Source excerpt:

——————

The last thing we'll do is see how we can get a quantitative evaluation of the model performance. Here, we'll use the ROUGE implementation provided in the nlp library.

In [None]:
pip install rouge_score rouge_score

Collecting rouge_score
  Downloading rouge_score-0.0.4-py2.py3-none-any.whl (22 kB)
Installing collected packages: rouge-score
Successfully installed rouge-score-0.0.4


In [None]:
# Compare each generation to the  answer from the dataset
nlp_rouge = nlp.load_metric('rouge')

scores = nlp_rouge.compute(
    predicted, reference,
    rouge_types=['rouge1', 'rouge2', 'rougeL', 'rougeLsum'],
    use_agregator=True, use_stemmer=False
)
df = pd.DataFrame({
    'rouge1': [scores['rouge1'].mid.precision, scores['rouge1'].mid.recall, scores['rouge1'].mid.fmeasure],
    'rouge2': [scores['rouge2'].mid.precision, scores['rouge2'].mid.recall, scores['rouge2'].mid.fmeasure],
    'rougeL': [scores['rougeL'].mid.precision, scores['rougeL'].mid.recall, scores['rougeL'].mid.fmeasure],
}, index=[ 'P', 'R', 'F'])
df.style.format({'rouge1': "{:.4f}", 'rouge2': "{:.4f}", 'rougeL': "{:.4f}"})

Unnamed: 0,rouge1,rouge2,rougeL
P,0.1382,0.0231,0.0868
R,0.268,0.0591,0.2083
F,0.1313,0.0226,0.0864

——————

Dataset extract:
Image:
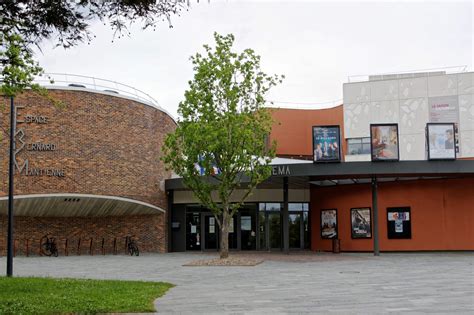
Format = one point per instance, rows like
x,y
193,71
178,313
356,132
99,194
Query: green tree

——————

Task brief: Revise the notebook excerpt on ROUGE evaluation, starting at "The last thing" and ending at "rouge_score-0.0.4-py2.py3-none-any.whl (22 kB)", so that "quantitative evaluation" becomes "numerical evaluation".

In response:
The last thing we'll do is see how we can get a numerical evaluation of the model performance. Here, we'll use the ROUGE implementation provided in the nlp library.

In [None]:
pip install rouge_score rouge_score

Collecting rouge_score
  Downloading rouge_score-0.0.4-py2.py3-none-any.whl (22 kB)